La femme doit être libre de s'unir a l'homme qu'elle aime. Elle a le droit au respect de la dignité inhérente à sa personne, au mode d'union qu'elle a choisi et à la protection de sa famille.

L'objet de cette section a été d'établir des mesures dans lesquelles on pourrait orienter la législation haïtienne afin de la rendre plus sociale. Nous avons proposé des mesures sociologiques à savoir un changement de mentalité, une campagne d'information et d'éducation et une nouvelle conception de la femme haïtienne.

B- Modèles étrangers de perception de l'enfant naturel.

Le monde évolue, les mentalités changent. A l'intention des haïtiens nous présentons ces nouvelles perceptions des naissances au mariage dans les pays européens et dans les Etats américains. Nous allons sur les deux points suivants apprécier la situation.

1- La filiation naturelle, une filiation normale.

En France, la filiation naturelle tend à devenir une Í situation qui n'a plus rien d'anormal socialement ; ce que traduit l'augmentation considérable des reconnaissances spontanées. Le taux d'enfants non reconnus lors de la naissance est tombé de 44% en 1974, à 35% en 1980 et à 27% en 1988, tandis que celui des enfants reconnus par leurs deux parents des la naissance est passe de 15% en 1974, à 22% en 1980 et à 32% en 1988.1(*)

En 2000, en France, sur les 775 000 enfants nés, un peu plus de 300 000, soit 40%, ont des parents non mariés. Il y a trente ans, ils n'étaient que 50 000 et ne représentaient que 6% du total des naissances.

Ce qui était autrefois contraire aux normes sociales est devenu aujourd'hui banal, en liaison avec le développement considérable des unions de fait.2(*) Désormais, la venue d'un enfant n'entraîne plus nécessairement le mariage. Dans une revue titrée «  Reflets et perspectives de la vie économique en France », Godelive Massuy-Stroobant a consacré un article aux enfants nés hors mariage.

Aujourd'hui, on les appelle enfants nés hors mariage alors qu'ils étaient qualifiés d'illégitimes, il y a moins de vingt ans. Cette nouvelle dénomination témoigne à la fois de la banalisation de la naissance survenant hors mariage légalement reconnue, mais aussi du changement des mentalités à leur égard, changement qui se manifestent dans plusieurs pays européens par une adaptation de la législation tendant de plus en plus à leur reconnaître des droits équivalents à ceux des enfants légitimes.

La cohabitation en union de fait se transforme, devient un mode de vie durable tandis que les mariages sont moins nombreux. Au début des années 90, plus d'un million de personnes se sont mises en couple chaque année. En moyenne, les 550.000 nouveaux couples se sont repartis entre 480.000 unions sans mariage et 65.000 mariages sans cohabitation préalable.

● ● ●

**Exercice:** Selon le texte sur la filiation naturelle, quel était en France le taux d'enfants non reconnus lors de la naissance en 1988 ?

**Entrées fournies:**
● ● ●

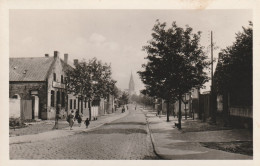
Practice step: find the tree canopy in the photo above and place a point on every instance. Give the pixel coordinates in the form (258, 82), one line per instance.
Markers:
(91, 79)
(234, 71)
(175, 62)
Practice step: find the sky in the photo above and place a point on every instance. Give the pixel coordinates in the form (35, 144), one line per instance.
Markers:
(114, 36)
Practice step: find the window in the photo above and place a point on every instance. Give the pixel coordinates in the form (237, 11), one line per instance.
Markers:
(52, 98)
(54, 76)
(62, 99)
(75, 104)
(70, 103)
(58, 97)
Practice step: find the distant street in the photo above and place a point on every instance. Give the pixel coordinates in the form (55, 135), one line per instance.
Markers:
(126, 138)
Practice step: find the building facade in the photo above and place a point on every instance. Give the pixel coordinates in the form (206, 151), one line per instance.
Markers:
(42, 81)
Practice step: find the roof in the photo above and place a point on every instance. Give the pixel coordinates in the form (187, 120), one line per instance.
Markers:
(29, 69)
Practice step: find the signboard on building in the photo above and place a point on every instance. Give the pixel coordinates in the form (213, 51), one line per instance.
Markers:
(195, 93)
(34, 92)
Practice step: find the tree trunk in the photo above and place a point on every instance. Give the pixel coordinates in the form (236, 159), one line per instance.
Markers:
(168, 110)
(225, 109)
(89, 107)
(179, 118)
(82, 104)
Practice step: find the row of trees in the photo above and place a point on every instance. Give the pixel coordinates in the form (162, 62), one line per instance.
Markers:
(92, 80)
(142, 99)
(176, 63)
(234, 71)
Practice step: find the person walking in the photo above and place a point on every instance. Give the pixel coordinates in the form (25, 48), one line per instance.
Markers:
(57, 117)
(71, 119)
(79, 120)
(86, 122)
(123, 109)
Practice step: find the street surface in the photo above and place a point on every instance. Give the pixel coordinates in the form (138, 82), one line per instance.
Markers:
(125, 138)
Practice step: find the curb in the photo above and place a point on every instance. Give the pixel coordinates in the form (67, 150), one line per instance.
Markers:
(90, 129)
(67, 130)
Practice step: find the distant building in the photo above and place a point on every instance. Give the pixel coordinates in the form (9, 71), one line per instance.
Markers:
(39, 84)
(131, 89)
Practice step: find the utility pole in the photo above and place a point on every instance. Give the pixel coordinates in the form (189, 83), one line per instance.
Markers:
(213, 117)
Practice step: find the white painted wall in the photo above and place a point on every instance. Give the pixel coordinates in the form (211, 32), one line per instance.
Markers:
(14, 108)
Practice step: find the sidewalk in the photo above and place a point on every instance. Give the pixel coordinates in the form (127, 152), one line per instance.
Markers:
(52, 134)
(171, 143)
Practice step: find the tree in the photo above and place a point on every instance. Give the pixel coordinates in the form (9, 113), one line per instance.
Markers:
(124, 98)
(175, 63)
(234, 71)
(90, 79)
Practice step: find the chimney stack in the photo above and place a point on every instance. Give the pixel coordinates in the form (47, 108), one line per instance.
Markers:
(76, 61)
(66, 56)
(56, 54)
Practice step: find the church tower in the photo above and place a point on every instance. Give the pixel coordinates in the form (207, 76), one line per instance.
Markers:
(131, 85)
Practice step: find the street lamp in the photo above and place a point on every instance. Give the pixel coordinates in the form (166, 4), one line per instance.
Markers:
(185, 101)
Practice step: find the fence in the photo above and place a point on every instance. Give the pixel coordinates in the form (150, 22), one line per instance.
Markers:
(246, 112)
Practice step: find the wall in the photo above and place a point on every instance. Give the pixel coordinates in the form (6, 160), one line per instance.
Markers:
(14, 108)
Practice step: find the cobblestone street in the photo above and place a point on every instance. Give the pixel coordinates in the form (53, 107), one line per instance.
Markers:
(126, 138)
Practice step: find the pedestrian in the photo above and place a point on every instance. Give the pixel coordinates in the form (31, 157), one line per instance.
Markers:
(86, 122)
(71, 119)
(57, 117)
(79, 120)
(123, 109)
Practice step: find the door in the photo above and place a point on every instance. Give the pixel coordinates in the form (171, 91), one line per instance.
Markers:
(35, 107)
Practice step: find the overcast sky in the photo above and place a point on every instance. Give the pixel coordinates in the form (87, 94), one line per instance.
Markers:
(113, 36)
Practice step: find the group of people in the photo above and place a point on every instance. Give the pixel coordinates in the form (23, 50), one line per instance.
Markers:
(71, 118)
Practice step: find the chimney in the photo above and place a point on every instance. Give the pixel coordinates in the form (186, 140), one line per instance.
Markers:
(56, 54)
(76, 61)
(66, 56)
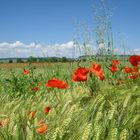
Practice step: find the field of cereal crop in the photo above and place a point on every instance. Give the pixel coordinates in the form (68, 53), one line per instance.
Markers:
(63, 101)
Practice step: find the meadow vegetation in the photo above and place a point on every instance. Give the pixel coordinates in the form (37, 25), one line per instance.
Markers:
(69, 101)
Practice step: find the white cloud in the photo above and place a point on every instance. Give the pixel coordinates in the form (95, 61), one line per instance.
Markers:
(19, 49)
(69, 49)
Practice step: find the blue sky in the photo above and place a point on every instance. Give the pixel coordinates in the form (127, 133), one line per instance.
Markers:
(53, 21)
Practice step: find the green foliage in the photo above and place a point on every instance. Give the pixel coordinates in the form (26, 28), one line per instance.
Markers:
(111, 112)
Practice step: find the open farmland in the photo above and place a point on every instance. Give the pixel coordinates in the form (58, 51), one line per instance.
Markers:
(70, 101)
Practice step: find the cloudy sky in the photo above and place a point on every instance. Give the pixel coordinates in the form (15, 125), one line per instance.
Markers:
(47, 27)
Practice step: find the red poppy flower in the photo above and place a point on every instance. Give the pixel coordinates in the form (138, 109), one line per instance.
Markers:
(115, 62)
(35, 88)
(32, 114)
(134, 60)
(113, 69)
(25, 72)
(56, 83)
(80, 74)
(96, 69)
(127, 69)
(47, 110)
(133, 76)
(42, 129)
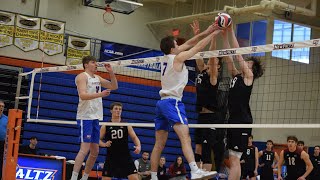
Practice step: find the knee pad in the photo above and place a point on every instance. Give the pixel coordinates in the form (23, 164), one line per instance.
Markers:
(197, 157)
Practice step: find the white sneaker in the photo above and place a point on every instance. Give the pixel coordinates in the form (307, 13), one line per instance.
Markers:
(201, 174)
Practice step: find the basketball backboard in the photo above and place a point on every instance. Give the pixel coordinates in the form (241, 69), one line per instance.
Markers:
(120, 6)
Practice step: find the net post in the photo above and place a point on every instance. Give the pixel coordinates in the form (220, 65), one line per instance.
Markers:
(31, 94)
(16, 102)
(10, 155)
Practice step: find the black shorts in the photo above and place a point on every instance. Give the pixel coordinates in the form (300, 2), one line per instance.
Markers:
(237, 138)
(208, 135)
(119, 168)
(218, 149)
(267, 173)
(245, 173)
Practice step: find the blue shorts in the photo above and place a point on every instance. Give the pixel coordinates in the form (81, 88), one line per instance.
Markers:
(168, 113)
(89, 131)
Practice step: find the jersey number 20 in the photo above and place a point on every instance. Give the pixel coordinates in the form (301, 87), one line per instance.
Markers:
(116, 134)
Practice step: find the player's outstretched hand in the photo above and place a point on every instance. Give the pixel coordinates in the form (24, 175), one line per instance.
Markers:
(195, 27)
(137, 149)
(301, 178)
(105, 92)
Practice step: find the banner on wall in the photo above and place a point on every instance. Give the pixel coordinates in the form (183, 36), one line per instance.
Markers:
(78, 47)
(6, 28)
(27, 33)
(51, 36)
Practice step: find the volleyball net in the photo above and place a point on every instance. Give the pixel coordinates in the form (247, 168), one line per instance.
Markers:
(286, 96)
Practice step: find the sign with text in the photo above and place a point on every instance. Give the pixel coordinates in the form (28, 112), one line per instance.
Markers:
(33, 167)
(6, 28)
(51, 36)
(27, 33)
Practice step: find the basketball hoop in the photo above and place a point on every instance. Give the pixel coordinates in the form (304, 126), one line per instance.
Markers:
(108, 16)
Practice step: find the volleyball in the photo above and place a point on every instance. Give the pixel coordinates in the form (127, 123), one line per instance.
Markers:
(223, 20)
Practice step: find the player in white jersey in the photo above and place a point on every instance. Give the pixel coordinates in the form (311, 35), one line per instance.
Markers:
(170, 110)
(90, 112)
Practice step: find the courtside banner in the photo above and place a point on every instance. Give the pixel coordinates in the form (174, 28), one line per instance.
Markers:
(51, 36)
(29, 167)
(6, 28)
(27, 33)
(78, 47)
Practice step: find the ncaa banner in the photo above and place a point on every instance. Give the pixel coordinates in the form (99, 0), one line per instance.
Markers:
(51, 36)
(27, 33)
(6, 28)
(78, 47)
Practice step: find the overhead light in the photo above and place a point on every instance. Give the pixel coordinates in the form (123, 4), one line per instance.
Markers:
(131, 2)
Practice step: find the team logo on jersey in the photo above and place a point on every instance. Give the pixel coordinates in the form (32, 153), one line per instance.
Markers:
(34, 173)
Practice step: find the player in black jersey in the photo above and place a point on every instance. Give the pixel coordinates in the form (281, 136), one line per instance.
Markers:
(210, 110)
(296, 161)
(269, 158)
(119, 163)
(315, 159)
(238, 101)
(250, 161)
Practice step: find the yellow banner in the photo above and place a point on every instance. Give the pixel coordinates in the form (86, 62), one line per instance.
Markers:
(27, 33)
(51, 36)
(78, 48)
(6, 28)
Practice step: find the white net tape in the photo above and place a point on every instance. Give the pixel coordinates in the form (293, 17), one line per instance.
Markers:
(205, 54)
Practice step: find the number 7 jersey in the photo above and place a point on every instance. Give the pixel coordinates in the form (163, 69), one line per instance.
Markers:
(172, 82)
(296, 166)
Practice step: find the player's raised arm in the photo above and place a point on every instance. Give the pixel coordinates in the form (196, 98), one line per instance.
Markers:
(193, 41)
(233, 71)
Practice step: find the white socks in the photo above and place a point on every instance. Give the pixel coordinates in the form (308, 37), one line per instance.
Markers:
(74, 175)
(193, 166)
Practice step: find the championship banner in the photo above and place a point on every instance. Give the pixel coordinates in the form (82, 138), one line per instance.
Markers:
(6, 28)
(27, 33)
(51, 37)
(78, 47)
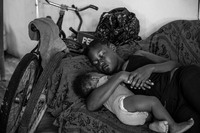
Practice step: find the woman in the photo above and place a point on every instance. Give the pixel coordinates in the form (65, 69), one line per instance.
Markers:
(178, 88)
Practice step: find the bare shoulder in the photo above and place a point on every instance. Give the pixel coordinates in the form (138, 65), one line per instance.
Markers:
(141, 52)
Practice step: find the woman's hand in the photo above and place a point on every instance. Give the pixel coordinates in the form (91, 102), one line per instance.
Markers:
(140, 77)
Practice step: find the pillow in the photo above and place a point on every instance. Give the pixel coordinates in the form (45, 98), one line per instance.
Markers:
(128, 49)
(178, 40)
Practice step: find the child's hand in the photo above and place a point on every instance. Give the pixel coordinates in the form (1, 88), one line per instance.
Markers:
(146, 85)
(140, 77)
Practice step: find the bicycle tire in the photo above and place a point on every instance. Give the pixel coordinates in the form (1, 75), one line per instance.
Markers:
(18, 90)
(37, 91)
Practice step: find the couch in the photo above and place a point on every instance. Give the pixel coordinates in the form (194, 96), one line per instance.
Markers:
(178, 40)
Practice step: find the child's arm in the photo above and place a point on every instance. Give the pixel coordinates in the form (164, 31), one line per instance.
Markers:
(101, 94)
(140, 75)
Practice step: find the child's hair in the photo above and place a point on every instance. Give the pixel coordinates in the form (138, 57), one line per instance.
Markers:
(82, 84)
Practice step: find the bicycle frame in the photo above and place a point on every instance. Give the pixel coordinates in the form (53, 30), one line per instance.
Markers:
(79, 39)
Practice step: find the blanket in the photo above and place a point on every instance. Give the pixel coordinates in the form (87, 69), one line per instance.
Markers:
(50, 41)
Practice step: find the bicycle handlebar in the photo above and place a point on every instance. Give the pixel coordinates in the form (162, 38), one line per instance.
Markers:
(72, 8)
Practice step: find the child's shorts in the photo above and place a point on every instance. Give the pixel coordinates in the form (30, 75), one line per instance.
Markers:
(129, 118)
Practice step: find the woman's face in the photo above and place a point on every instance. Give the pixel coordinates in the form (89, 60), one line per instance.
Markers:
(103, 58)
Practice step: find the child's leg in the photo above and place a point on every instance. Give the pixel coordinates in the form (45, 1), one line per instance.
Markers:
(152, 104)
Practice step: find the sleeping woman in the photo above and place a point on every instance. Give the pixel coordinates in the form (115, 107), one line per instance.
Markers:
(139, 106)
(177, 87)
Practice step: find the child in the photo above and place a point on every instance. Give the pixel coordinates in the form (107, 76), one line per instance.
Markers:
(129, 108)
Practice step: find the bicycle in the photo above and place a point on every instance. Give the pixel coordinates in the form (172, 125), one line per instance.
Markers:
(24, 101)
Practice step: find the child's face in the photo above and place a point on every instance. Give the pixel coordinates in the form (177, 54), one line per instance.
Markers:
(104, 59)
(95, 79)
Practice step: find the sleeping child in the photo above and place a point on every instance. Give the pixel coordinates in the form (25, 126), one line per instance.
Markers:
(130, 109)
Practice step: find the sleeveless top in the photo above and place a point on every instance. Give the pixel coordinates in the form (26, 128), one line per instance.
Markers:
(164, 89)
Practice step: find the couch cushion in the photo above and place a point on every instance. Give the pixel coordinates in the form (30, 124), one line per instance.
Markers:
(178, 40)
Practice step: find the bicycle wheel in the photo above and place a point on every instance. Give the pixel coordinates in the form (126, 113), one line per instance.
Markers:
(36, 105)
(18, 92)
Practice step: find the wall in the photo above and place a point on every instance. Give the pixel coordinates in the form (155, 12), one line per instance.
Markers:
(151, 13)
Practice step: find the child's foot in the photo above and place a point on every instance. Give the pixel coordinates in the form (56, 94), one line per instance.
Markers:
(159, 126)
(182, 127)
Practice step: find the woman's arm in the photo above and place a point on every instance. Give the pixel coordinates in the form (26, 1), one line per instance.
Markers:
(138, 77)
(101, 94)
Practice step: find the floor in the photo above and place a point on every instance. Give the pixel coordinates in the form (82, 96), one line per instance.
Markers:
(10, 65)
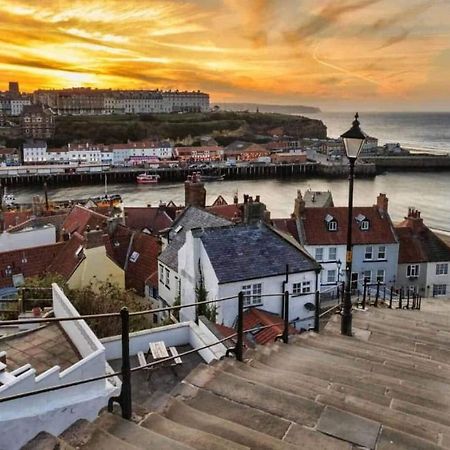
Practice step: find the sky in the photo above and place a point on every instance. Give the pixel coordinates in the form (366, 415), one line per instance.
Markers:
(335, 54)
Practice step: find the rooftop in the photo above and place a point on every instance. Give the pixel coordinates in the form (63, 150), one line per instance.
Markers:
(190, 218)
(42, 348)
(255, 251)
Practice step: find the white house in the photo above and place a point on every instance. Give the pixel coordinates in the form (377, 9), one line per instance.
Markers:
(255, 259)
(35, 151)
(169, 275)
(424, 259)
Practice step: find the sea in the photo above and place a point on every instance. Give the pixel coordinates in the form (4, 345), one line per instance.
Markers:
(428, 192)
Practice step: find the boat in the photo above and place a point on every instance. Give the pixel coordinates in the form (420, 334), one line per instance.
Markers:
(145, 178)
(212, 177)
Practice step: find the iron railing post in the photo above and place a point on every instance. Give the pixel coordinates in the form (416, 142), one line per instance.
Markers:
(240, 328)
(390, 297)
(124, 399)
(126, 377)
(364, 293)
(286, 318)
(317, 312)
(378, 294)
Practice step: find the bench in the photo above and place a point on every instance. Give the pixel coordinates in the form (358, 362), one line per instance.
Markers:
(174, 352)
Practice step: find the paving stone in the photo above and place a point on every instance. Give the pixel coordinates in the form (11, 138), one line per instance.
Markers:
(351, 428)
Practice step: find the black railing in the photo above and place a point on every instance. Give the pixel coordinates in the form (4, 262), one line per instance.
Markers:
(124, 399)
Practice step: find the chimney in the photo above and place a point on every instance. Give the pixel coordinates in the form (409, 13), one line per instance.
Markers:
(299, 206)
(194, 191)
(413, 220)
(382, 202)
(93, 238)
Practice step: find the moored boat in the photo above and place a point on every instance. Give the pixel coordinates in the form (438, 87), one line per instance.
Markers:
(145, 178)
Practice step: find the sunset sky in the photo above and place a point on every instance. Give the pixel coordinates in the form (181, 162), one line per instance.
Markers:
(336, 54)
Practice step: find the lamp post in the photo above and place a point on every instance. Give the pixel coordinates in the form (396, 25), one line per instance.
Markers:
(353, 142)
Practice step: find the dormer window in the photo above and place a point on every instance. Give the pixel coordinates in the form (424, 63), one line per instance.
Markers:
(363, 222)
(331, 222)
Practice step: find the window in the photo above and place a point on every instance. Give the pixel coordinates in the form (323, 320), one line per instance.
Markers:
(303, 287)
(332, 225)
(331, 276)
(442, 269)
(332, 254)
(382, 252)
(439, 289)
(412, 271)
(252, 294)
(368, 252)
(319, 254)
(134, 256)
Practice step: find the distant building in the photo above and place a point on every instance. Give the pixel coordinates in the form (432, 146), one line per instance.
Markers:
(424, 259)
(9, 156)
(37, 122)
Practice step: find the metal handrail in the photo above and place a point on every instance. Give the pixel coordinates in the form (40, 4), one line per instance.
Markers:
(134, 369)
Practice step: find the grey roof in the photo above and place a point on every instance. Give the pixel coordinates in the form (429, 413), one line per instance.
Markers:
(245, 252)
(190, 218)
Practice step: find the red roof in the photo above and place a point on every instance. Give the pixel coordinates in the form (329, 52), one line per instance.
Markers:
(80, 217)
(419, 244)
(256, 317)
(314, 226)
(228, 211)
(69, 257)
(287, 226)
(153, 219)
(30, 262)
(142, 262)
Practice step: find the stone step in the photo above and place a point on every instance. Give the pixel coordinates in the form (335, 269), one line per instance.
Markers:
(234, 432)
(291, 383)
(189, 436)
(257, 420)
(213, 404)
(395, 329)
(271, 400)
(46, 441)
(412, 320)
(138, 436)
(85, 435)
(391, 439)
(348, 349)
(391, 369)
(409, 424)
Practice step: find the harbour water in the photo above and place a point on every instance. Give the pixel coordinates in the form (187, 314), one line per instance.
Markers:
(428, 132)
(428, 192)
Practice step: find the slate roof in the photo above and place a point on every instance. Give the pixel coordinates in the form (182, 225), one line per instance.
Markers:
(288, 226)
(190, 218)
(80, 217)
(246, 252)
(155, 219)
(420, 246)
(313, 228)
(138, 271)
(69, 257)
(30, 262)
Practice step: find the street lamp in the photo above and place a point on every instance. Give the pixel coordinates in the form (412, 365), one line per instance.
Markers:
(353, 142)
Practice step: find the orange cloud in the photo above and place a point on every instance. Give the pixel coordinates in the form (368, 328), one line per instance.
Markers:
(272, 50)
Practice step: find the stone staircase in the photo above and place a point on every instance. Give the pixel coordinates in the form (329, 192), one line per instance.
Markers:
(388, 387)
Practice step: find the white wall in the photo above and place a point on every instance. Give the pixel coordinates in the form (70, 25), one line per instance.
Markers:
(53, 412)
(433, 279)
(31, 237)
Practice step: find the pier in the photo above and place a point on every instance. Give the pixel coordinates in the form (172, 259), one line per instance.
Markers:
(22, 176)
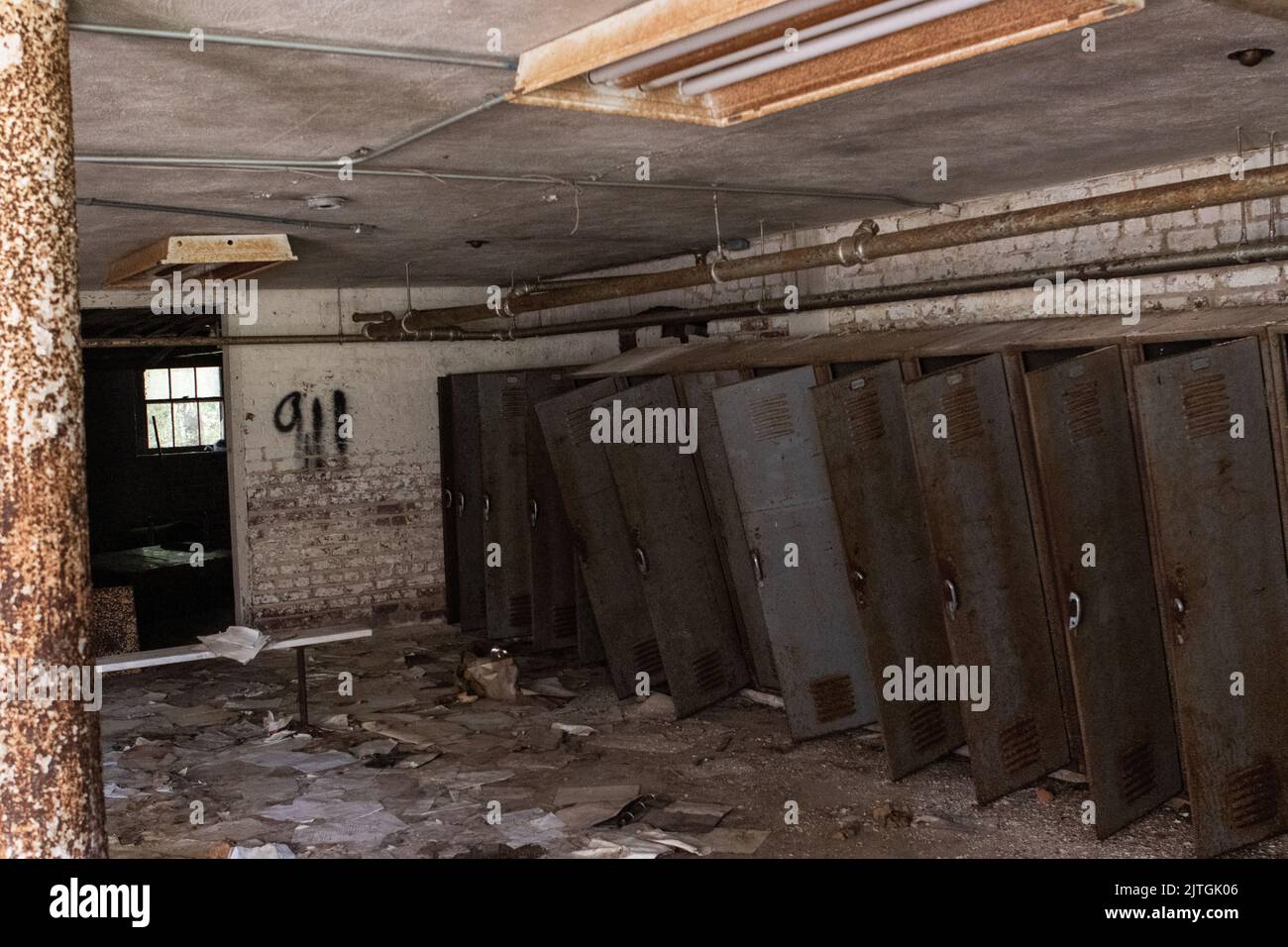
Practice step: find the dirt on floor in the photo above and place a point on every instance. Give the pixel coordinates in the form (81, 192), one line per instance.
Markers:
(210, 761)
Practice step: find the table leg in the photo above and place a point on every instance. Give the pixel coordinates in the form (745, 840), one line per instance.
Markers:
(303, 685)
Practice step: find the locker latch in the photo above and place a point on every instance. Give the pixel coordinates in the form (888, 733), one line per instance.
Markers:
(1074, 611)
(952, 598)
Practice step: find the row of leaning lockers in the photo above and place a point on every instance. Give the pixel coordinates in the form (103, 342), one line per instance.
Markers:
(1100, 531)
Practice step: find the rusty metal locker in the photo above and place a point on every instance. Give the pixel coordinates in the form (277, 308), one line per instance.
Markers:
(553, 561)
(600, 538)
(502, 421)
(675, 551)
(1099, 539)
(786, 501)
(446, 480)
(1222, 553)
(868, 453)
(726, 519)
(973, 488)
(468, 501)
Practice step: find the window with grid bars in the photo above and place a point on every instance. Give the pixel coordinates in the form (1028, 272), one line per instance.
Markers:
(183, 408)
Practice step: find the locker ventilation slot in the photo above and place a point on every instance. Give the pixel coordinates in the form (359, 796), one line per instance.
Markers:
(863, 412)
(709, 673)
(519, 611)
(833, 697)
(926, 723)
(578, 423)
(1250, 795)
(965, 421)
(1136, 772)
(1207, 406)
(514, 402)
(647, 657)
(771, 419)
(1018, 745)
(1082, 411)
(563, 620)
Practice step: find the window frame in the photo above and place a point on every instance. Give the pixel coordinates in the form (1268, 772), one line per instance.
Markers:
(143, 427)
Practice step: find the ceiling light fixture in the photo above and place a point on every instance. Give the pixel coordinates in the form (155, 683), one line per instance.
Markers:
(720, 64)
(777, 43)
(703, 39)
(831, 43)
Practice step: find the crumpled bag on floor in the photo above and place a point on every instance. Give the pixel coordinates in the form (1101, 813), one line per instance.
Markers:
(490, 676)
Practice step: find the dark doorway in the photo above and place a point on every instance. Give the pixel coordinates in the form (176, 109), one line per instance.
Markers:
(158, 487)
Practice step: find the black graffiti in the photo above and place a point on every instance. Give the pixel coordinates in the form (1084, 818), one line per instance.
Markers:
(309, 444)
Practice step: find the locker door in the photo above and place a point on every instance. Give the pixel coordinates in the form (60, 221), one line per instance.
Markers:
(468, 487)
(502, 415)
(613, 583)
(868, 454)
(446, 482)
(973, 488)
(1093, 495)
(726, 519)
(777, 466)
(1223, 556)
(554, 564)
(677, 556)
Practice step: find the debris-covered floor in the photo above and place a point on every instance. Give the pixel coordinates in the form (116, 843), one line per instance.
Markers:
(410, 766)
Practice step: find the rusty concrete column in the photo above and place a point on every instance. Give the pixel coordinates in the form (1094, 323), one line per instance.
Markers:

● ● ●

**Corrigé:** Ce taux était de 27 % en 1988.